▸ **About this task**
Which of the lines below include "background"? Each one should be copied out.

▸ **Task data**
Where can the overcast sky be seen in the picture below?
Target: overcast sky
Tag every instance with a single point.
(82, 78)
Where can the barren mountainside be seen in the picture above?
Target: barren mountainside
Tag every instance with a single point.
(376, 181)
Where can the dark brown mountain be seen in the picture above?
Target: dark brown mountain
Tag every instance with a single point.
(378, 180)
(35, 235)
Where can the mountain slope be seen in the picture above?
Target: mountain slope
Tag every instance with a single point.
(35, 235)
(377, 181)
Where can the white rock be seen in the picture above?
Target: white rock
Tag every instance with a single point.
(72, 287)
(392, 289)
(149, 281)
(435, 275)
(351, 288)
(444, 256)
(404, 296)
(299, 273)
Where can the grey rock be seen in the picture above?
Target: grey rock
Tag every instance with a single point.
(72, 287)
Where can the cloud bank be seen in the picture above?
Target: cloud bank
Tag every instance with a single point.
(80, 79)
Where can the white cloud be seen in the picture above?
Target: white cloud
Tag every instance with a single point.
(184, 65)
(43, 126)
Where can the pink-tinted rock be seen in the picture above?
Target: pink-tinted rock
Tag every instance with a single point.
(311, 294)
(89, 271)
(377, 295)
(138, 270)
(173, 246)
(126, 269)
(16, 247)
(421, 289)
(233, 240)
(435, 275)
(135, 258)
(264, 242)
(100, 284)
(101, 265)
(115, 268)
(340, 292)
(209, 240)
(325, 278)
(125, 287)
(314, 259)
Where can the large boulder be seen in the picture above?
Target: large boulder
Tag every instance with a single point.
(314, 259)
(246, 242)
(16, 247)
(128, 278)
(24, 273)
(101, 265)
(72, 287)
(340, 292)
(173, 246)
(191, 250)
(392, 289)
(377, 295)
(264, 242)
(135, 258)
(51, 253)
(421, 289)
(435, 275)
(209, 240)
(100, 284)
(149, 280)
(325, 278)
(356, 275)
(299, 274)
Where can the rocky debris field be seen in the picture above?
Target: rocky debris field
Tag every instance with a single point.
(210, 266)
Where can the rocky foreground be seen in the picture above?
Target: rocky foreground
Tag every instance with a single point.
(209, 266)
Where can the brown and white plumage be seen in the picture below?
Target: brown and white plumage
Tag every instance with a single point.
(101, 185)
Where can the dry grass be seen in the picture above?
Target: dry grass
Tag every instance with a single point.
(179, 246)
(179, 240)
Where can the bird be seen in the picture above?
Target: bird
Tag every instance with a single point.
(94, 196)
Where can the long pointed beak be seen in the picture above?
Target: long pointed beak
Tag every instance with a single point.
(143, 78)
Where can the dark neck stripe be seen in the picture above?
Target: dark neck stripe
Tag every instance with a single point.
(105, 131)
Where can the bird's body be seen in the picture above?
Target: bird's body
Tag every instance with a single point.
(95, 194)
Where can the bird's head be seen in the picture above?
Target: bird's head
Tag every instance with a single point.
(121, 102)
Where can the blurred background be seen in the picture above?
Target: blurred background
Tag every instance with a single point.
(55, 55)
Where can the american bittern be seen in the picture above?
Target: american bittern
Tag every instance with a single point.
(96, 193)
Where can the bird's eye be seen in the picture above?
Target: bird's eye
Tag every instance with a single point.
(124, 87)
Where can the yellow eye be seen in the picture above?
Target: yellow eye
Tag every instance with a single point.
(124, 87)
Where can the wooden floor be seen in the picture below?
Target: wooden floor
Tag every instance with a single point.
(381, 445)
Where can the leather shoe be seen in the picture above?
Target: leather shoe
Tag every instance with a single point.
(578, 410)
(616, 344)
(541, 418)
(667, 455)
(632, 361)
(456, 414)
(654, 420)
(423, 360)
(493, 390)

▸ **Task output**
Where can the blurred background be seen in the picture above?
Target: blurred background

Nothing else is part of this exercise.